Written exercise :: In the blog posts, where does the writer plan to get Joshua 1:9 inked?

Source passage ::
>> start

Friday, September 13, 2013

Gold

So, one of my new favorite songs is called "Gold" By Britt Nicole.

And after a really rough week with everything I've been struggling with the song came on, and it hit home... God is always working in mysterious way!

 Have I not commanded you? Be strong and courageous. Do not be afraid; do not be discouraged, for the Lord your God will be with you wherever you go.

Joshua 1:9 This verse is probably one of my favorites, and I'm going to get it inked on my left shoulder.  

Saturday, September 7, 2013

My baby....All grown up

Days old 


Three years old 
So my little buddy is starting Preschool this year *Tears up*   I can't believe how fast times flown...

So this post is all about my baby!
He's helped me throw so much!  He's given me strength!
I love how he knitted this family together.  He loves his grandmas, papas, aunties, uncles,mommy, daddy, cousins.  And his soon to be cousin!  He's grown so much! Love you buddy!!!!!!!

>> end

Raw data ::
>> start

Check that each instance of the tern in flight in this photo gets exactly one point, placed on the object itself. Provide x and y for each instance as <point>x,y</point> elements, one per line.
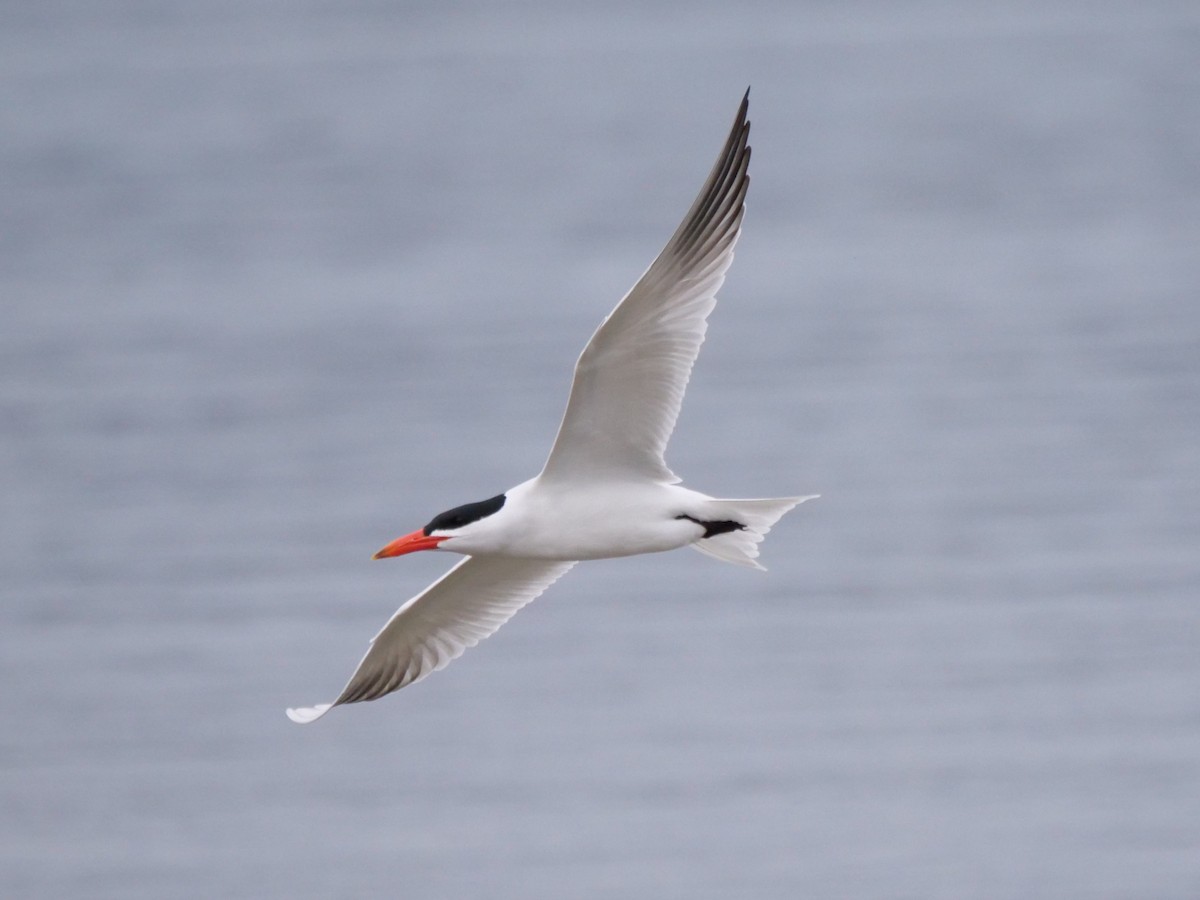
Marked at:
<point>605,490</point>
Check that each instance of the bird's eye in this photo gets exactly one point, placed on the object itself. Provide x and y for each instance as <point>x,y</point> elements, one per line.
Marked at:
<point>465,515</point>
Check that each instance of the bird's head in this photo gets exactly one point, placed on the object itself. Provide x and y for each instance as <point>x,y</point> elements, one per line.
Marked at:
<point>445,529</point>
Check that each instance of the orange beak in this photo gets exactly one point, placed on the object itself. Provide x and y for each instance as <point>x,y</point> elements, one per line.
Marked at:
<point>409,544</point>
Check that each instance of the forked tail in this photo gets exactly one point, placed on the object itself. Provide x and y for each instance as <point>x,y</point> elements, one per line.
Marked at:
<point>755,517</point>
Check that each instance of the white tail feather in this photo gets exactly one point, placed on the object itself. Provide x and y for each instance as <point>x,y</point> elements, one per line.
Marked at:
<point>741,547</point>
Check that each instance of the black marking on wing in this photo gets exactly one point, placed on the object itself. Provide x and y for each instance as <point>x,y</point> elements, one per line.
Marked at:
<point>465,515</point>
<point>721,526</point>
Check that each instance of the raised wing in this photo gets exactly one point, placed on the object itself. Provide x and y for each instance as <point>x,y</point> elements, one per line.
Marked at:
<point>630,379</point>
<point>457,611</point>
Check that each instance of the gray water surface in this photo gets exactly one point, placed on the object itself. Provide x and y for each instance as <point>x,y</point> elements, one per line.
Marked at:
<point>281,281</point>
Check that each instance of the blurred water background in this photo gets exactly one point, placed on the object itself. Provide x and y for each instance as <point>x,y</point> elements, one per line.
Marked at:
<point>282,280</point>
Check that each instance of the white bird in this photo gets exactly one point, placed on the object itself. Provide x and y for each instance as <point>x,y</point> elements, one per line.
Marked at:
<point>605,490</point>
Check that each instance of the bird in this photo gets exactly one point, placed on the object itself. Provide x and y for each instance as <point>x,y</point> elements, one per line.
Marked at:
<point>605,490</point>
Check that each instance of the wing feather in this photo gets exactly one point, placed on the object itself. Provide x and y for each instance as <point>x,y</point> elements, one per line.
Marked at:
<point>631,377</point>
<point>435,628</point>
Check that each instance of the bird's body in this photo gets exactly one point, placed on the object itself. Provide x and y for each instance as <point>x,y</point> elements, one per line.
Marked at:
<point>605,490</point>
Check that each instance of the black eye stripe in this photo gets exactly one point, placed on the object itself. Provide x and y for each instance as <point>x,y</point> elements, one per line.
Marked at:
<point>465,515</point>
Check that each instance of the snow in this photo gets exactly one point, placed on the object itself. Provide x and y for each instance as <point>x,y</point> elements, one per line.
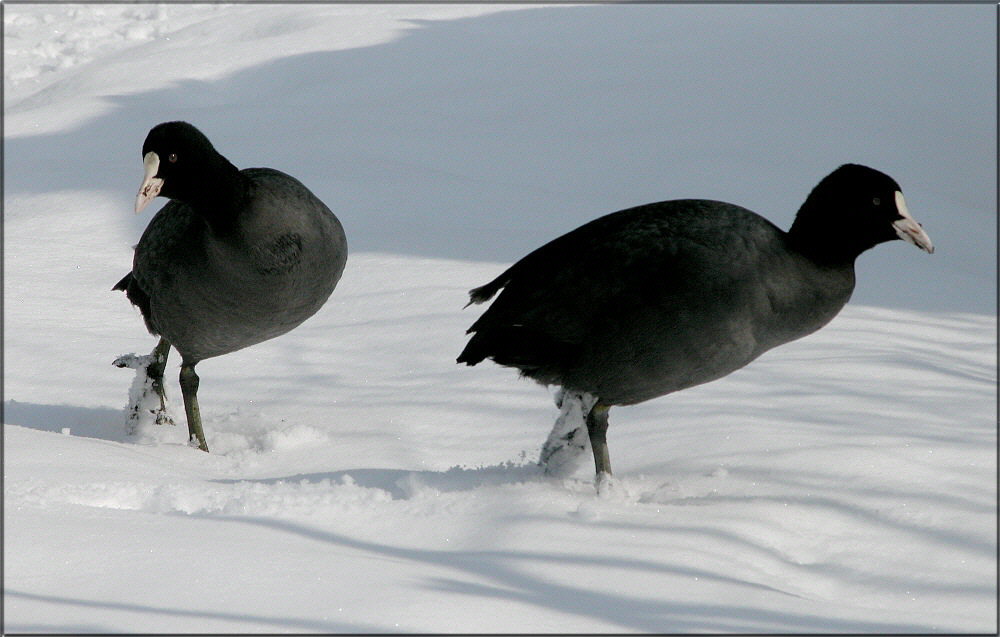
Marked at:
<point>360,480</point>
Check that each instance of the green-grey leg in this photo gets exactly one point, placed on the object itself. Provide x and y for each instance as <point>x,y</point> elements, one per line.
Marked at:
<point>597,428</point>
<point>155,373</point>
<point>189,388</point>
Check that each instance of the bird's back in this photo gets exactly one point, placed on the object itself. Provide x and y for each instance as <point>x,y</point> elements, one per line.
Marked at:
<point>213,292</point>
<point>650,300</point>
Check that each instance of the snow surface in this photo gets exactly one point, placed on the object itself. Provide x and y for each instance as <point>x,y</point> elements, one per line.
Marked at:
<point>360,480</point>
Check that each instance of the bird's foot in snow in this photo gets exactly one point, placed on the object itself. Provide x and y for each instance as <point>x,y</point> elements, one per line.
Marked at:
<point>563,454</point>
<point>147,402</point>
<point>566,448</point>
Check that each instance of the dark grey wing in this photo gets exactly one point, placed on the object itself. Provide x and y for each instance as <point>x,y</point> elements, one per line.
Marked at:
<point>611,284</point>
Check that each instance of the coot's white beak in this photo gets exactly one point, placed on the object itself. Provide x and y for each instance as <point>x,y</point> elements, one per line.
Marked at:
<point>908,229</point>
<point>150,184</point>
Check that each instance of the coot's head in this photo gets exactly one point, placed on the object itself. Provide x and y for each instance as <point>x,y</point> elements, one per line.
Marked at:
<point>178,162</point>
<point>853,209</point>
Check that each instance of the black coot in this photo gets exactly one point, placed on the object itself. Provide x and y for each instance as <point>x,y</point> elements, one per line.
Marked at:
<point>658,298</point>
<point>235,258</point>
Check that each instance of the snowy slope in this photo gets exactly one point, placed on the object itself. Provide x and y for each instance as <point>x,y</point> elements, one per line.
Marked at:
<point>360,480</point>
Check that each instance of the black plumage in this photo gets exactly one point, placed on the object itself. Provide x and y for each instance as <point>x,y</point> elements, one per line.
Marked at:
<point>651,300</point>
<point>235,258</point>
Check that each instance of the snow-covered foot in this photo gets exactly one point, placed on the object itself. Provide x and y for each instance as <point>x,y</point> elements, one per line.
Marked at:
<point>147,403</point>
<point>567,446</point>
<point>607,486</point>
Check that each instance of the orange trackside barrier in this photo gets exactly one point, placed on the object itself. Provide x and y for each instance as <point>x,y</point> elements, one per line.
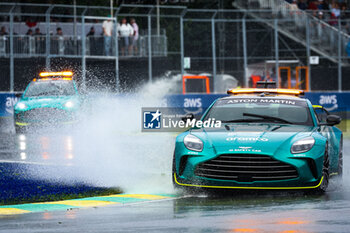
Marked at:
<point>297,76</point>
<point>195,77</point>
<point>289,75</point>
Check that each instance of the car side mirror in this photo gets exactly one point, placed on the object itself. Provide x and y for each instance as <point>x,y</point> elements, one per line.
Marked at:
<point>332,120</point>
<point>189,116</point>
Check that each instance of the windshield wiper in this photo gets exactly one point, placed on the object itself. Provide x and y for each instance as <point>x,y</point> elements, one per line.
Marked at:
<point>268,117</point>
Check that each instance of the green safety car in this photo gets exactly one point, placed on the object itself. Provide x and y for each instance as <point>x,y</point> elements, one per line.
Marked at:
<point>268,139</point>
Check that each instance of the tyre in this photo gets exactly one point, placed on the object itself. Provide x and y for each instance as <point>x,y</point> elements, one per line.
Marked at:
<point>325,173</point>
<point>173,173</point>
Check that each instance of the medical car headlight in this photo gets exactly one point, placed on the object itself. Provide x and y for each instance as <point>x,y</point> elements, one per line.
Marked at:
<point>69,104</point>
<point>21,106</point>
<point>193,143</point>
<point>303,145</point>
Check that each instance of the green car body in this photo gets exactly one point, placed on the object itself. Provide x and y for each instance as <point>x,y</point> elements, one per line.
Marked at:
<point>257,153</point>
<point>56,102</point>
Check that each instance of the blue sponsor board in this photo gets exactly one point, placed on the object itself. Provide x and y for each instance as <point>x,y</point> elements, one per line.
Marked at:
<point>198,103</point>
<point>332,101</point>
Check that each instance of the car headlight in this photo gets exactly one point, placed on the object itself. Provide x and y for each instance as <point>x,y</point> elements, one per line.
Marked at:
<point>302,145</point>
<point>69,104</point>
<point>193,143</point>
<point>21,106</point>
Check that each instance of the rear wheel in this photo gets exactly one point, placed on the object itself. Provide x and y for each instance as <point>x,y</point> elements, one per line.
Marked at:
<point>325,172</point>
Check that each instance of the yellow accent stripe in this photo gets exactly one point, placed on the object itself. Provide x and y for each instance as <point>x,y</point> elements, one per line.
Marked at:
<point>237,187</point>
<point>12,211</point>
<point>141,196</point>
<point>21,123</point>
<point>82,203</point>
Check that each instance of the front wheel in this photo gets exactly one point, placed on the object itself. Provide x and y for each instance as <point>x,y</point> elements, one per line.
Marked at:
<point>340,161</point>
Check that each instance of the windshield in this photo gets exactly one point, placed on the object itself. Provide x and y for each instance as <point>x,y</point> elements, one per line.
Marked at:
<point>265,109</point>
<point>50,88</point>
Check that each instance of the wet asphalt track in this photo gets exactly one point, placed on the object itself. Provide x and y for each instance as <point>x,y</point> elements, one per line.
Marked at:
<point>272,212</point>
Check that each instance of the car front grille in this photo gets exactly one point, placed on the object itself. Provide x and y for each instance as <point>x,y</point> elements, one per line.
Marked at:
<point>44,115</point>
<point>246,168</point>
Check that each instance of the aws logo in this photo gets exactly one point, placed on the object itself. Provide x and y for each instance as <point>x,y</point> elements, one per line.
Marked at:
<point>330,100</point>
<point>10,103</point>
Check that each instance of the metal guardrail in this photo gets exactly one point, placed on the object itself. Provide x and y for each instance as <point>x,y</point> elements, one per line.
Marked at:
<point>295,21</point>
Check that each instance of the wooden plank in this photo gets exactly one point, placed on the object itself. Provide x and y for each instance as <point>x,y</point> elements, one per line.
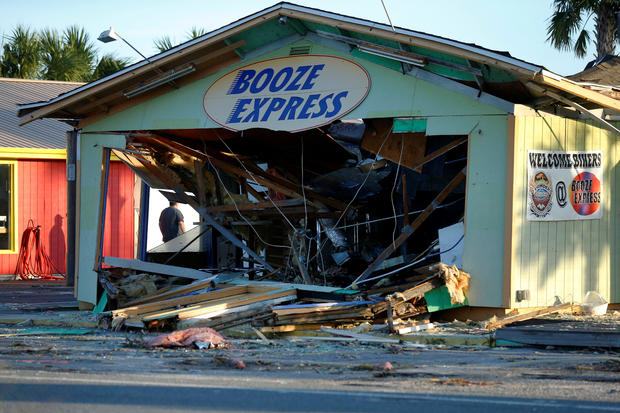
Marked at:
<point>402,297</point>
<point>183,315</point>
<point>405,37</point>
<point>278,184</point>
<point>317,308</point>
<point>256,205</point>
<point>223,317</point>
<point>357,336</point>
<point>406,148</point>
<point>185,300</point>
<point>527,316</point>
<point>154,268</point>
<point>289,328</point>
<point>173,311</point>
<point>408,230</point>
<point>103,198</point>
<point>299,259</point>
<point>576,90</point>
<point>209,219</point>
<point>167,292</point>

>> end

Exercise response :: On the left shoulder.